DIRECTIONS FOR THIS TASK:
Identify every line of the records below that holds the word "jacket", and copy each such line in full.

--- RECORDS FOR THE EXERCISE ---

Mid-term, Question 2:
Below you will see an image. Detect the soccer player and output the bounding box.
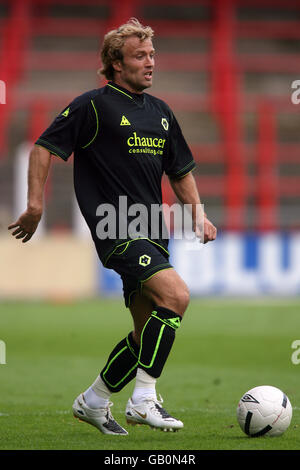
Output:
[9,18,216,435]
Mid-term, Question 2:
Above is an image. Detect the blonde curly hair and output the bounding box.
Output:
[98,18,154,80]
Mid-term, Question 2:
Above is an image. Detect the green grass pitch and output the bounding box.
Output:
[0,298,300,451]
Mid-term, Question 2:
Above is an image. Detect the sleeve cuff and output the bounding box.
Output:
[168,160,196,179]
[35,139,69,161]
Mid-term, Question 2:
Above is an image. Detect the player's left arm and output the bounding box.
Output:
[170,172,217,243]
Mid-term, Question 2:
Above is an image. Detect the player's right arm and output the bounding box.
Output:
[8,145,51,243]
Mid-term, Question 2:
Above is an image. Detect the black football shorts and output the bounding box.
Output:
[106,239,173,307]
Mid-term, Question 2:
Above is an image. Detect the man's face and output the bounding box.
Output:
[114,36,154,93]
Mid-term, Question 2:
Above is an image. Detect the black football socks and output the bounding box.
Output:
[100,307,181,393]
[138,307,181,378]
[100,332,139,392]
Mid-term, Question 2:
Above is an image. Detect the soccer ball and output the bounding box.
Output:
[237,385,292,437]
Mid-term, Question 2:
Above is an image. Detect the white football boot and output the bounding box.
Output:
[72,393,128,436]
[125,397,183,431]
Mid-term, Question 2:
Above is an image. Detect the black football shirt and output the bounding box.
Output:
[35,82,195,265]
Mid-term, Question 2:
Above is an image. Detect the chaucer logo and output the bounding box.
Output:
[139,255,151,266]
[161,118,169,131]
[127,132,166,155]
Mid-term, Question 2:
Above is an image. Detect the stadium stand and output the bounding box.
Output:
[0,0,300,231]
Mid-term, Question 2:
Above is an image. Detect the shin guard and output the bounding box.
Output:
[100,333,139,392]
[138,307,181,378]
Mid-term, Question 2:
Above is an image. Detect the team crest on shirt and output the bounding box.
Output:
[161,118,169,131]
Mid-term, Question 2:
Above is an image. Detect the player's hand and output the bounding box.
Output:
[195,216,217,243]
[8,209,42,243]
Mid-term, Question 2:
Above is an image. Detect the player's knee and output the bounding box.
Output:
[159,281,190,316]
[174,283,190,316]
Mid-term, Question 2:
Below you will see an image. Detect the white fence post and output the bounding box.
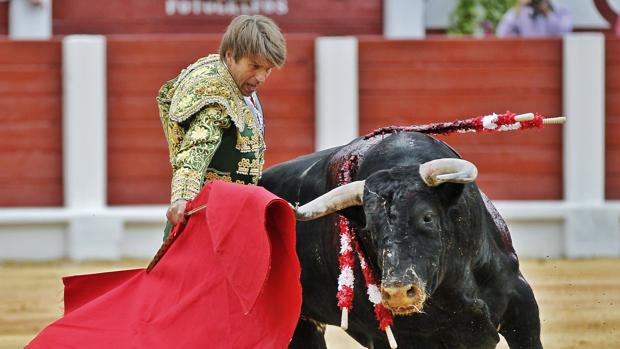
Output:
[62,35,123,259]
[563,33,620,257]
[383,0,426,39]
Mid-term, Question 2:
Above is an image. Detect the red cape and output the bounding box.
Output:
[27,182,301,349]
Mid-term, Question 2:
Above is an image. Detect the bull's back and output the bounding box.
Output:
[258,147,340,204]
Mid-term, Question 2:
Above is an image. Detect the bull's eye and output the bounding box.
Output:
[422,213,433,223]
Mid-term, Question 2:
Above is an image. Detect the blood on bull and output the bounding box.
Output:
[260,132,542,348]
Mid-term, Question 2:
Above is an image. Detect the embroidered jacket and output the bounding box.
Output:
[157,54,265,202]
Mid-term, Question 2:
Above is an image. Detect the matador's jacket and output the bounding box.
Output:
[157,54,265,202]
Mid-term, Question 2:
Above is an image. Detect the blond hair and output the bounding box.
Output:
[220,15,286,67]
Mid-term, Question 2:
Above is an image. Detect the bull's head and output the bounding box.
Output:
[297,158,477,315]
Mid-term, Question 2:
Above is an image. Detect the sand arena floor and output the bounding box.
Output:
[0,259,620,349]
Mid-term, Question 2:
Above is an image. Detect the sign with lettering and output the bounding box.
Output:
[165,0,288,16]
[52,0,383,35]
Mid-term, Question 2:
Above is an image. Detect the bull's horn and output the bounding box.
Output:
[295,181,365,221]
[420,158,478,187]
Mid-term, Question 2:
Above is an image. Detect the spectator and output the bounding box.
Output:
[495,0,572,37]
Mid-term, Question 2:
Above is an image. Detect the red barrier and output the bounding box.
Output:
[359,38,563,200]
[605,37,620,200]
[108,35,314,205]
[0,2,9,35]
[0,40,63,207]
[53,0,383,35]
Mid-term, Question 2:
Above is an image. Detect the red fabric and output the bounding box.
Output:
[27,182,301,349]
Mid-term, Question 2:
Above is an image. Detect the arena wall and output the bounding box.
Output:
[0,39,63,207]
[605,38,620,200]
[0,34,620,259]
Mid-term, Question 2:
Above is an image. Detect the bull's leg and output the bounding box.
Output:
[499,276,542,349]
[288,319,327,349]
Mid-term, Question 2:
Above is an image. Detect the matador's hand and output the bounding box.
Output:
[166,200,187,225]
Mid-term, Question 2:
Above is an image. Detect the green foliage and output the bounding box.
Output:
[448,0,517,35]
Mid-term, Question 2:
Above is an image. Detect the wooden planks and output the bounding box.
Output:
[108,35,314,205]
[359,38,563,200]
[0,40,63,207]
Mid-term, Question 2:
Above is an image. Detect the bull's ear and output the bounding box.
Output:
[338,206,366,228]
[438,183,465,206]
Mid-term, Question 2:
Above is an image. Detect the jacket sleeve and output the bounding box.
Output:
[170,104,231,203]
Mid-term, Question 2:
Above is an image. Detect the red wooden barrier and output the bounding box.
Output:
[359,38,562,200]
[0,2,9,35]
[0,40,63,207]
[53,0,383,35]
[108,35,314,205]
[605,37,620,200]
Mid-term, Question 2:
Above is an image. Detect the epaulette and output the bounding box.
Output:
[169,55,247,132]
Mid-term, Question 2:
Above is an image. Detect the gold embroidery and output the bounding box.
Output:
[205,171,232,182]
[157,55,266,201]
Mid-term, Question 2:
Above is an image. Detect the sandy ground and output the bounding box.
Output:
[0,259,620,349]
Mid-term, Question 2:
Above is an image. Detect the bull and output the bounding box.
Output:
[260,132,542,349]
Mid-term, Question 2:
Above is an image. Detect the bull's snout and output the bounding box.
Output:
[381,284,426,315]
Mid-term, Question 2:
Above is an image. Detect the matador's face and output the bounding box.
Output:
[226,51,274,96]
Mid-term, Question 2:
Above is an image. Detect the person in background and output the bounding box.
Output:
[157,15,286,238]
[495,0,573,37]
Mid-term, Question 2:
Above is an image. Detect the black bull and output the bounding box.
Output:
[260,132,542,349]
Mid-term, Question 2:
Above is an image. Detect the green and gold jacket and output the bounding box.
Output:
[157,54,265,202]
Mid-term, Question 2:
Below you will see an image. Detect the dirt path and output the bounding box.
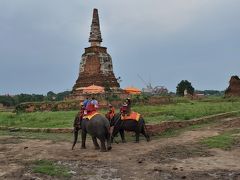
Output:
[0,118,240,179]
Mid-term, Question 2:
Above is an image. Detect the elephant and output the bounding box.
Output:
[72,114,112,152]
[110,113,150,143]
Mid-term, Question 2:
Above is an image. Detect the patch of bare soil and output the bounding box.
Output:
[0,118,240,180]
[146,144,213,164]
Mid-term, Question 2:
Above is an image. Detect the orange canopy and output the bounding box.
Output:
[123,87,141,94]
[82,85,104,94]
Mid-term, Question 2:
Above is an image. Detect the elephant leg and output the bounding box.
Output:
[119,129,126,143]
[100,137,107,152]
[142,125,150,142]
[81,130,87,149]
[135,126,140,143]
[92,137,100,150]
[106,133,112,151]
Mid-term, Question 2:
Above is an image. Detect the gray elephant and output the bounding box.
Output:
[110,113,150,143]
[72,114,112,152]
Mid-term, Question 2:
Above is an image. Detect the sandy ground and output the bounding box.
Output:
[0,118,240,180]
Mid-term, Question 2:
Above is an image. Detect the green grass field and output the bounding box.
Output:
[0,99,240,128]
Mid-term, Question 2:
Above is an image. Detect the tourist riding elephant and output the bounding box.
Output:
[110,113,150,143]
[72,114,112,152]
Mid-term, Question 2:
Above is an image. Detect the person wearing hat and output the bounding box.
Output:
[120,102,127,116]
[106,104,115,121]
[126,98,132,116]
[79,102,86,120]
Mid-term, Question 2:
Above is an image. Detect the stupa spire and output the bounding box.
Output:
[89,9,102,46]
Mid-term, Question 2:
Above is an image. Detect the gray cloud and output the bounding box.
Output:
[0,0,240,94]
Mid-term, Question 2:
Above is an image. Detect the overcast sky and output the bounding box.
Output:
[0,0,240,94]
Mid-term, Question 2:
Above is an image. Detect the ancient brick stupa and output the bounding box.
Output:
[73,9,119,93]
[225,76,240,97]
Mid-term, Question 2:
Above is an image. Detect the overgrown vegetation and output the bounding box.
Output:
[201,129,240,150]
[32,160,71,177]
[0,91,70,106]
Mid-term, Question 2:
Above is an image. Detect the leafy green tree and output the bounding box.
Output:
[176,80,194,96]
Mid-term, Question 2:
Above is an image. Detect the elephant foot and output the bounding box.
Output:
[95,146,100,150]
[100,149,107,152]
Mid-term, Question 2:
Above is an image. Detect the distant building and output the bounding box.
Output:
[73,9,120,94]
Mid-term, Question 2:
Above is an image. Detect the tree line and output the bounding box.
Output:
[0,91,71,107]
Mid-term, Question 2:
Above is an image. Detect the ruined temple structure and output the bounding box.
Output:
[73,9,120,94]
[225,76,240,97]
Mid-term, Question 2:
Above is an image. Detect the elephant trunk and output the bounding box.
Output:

---

WRITTEN SOLUTION:
Above is an image. Detect the embroidered jacket and output the bounding box.
Above is an image. Detect the matador's jacket and output the bounding box.
Above is an image. Detect the jacket sleeve and output the bounding box.
Above is an image. Detect the green and gold jacket and output the bounding box.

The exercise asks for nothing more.